Exercise directions: Transcribe the material in full, exactly as written.

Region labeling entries
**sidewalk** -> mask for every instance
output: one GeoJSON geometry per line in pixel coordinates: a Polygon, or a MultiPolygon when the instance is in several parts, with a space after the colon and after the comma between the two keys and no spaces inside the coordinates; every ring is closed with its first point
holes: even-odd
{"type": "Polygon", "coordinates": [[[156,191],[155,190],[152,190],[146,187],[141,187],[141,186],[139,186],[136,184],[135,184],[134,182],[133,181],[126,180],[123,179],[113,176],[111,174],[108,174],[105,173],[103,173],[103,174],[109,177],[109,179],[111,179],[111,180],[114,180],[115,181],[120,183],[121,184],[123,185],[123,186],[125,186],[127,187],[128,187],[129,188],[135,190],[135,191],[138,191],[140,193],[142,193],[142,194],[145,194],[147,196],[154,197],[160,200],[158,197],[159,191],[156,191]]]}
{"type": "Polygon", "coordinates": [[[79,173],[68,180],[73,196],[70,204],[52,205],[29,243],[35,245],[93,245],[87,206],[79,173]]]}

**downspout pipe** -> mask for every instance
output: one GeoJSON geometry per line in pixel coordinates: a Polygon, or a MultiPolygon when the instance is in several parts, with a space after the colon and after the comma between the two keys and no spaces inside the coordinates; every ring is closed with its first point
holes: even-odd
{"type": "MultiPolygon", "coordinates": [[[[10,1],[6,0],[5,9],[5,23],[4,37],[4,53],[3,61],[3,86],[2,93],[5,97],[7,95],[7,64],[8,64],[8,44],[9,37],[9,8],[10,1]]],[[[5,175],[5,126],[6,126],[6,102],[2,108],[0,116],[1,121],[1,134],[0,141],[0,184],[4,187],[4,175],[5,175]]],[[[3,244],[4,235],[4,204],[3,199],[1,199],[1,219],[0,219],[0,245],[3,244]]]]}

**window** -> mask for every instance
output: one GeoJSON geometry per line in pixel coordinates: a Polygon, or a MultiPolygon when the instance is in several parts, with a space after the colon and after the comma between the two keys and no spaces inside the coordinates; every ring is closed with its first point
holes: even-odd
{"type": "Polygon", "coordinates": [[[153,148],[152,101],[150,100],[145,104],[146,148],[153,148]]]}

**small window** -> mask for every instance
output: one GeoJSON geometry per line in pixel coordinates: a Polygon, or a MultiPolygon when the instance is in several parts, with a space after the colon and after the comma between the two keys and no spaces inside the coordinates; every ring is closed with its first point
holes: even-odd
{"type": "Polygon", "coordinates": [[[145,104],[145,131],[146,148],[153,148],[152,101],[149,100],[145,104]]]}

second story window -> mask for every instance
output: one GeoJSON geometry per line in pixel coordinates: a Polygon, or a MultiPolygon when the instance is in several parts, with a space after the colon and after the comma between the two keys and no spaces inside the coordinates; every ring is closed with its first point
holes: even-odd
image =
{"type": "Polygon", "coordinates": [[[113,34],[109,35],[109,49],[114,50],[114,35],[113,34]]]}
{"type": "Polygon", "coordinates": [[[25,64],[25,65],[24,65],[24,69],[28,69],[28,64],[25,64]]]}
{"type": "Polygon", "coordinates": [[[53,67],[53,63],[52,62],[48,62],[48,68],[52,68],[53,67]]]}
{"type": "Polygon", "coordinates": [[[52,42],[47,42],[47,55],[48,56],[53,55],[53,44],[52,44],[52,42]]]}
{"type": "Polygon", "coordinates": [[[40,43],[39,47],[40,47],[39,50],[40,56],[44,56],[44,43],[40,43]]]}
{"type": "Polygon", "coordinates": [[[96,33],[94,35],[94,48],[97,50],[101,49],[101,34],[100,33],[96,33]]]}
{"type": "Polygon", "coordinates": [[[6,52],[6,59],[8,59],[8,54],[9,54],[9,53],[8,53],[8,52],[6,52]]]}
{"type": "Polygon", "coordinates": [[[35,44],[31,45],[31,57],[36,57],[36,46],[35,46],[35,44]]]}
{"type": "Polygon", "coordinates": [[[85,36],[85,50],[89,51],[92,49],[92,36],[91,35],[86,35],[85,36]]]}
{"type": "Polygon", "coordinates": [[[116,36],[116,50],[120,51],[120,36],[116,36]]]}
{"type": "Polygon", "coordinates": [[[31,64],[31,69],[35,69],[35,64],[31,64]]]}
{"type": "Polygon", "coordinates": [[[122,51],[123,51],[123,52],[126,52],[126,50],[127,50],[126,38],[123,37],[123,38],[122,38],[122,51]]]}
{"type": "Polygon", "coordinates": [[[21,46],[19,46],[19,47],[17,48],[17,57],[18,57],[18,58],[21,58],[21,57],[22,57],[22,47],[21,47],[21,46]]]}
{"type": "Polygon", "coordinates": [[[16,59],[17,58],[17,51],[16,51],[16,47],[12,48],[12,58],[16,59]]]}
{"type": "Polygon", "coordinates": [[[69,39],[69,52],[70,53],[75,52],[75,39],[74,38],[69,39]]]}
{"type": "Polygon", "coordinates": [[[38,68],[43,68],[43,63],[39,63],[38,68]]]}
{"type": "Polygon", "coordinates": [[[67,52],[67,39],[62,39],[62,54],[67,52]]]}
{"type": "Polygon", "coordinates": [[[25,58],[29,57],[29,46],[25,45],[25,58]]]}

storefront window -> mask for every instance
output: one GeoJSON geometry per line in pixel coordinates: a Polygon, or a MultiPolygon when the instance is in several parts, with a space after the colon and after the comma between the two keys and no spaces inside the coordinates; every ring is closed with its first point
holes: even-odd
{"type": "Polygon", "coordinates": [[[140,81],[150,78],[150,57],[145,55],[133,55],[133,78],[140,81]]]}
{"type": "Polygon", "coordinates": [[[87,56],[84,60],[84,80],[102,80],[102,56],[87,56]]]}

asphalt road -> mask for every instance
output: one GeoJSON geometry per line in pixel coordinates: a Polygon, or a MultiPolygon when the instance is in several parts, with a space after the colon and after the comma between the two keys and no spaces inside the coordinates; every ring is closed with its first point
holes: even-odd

Solution for this problem:
**sidewalk** -> mask for every instance
output: one GeoJSON geometry per line in pixel coordinates: a Polygon, or a MultiPolygon when the instance is in several parts, with a space after the colon and after the comma between the two keys and no spaces inside the coordinates; every ring is closed with its first point
holes: even-odd
{"type": "Polygon", "coordinates": [[[156,191],[155,190],[152,190],[146,187],[141,187],[141,186],[139,186],[136,184],[135,184],[134,182],[133,181],[126,180],[123,179],[113,176],[111,174],[108,174],[105,173],[103,173],[103,174],[109,177],[109,179],[111,179],[111,180],[114,180],[115,181],[120,183],[121,184],[123,185],[123,186],[125,186],[127,187],[128,187],[129,188],[135,190],[135,191],[138,191],[140,193],[142,193],[142,194],[145,194],[147,196],[154,197],[160,200],[158,197],[159,191],[156,191]]]}
{"type": "Polygon", "coordinates": [[[79,173],[68,180],[73,196],[70,204],[52,205],[29,243],[35,245],[93,245],[87,206],[79,173]]]}

**downspout pipe** -> mask for every instance
output: one GeoJSON geometry per line in pixel coordinates: a Polygon, or a MultiPolygon when the instance is in several parts, with a space after the colon and after the comma between the two keys and no spaces inside the coordinates; every ring is closed with its first point
holes: even-odd
{"type": "MultiPolygon", "coordinates": [[[[10,1],[6,0],[5,9],[5,23],[4,37],[4,53],[3,61],[3,86],[2,93],[5,97],[7,95],[7,64],[8,64],[8,44],[9,37],[9,8],[10,1]]],[[[5,175],[5,126],[6,126],[6,102],[2,108],[0,116],[1,121],[1,134],[0,141],[0,184],[4,187],[4,175],[5,175]]],[[[3,244],[4,235],[4,204],[3,199],[1,199],[1,219],[0,219],[0,245],[3,244]]]]}

**window** -> mask for every instance
output: one GeoJSON geometry per line in pixel coordinates: a Polygon, or a MultiPolygon when the instance is in several parts, with a space after the colon and after the comma between the two keys and no spaces inside the coordinates; every ring is closed with its first point
holes: even-odd
{"type": "Polygon", "coordinates": [[[153,148],[152,101],[150,100],[145,104],[146,148],[153,148]]]}

**small window** -> mask for every instance
output: one GeoJSON geometry per line in pixel coordinates: a Polygon, or a MultiPolygon when the instance is in several parts, with a space after the colon and after the comma between the two keys and no spaces inside the coordinates; every ring is closed with its first point
holes: even-odd
{"type": "Polygon", "coordinates": [[[145,104],[145,131],[146,148],[153,148],[152,101],[149,100],[145,104]]]}

second story window -> mask for every instance
output: one GeoJSON geometry per line in pixel coordinates: a Polygon, or a MultiPolygon when the instance is in several parts, with a space after the colon and after the comma between the two keys and no spaces inside the coordinates; every ring is closed with its first point
holes: even-odd
image =
{"type": "Polygon", "coordinates": [[[113,34],[109,35],[109,49],[114,50],[114,35],[113,34]]]}
{"type": "Polygon", "coordinates": [[[25,64],[25,65],[24,65],[24,69],[28,69],[28,64],[25,64]]]}
{"type": "Polygon", "coordinates": [[[53,67],[53,63],[52,62],[48,62],[48,68],[52,68],[53,67]]]}
{"type": "Polygon", "coordinates": [[[52,42],[47,42],[47,55],[48,56],[53,55],[53,44],[52,44],[52,42]]]}
{"type": "Polygon", "coordinates": [[[40,43],[39,47],[40,47],[39,50],[40,56],[44,56],[44,43],[40,43]]]}
{"type": "Polygon", "coordinates": [[[96,33],[94,35],[94,48],[97,50],[101,49],[101,34],[100,33],[96,33]]]}
{"type": "Polygon", "coordinates": [[[6,52],[6,59],[8,59],[8,54],[9,54],[9,53],[8,53],[8,52],[6,52]]]}
{"type": "Polygon", "coordinates": [[[35,44],[31,45],[31,57],[36,57],[36,46],[35,46],[35,44]]]}
{"type": "Polygon", "coordinates": [[[85,36],[85,50],[89,51],[92,49],[92,36],[91,35],[86,35],[85,36]]]}
{"type": "Polygon", "coordinates": [[[116,36],[116,50],[120,51],[120,36],[116,36]]]}
{"type": "Polygon", "coordinates": [[[31,64],[31,69],[35,69],[35,64],[31,64]]]}
{"type": "Polygon", "coordinates": [[[122,51],[123,51],[123,52],[126,52],[126,50],[127,50],[126,38],[123,37],[123,38],[122,38],[122,51]]]}
{"type": "Polygon", "coordinates": [[[21,46],[19,46],[19,47],[17,48],[17,57],[18,57],[18,58],[21,58],[21,57],[22,57],[22,47],[21,47],[21,46]]]}
{"type": "Polygon", "coordinates": [[[16,59],[17,58],[17,51],[16,51],[16,47],[12,48],[12,58],[16,59]]]}
{"type": "Polygon", "coordinates": [[[69,39],[69,52],[70,53],[75,52],[75,39],[74,38],[69,39]]]}
{"type": "Polygon", "coordinates": [[[38,68],[43,68],[43,63],[39,63],[38,68]]]}
{"type": "Polygon", "coordinates": [[[67,52],[67,39],[62,39],[62,54],[67,52]]]}
{"type": "Polygon", "coordinates": [[[25,58],[29,57],[29,46],[25,45],[25,58]]]}

storefront window -> mask for every instance
output: one GeoJSON geometry per line in pixel coordinates: a Polygon, or a MultiPolygon when the instance is in several parts, with a space after the colon and after the comma between the two keys and no spaces inside the coordinates; every ring is closed with its first point
holes: even-odd
{"type": "Polygon", "coordinates": [[[140,81],[150,78],[150,57],[145,55],[133,55],[133,78],[140,81]]]}
{"type": "Polygon", "coordinates": [[[87,56],[84,60],[84,80],[102,80],[102,56],[87,56]]]}

asphalt road -> mask for every instance
output: one GeoJSON geometry per line in pixel coordinates: a Polygon, or a MultiPolygon when the instance is in several parts, with a space after the colon and after the comma between the two keys and no spaces inside the coordinates; every ring is closed with its first point
holes: even-odd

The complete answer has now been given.